Task item:
What is needed is an exact copy of the data that follows.

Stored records
--- --- ---
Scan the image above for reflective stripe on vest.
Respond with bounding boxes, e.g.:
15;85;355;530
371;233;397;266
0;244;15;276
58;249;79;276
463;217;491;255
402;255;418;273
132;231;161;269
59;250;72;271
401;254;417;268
--- --- ---
Output for this exercise:
Scan the image above for reflective stripe on vest.
Respond with bounding boxes, e.g.:
15;85;355;530
371;233;397;266
0;244;15;276
58;249;79;276
463;217;491;255
402;255;418;273
132;231;161;269
59;250;72;271
401;254;417;268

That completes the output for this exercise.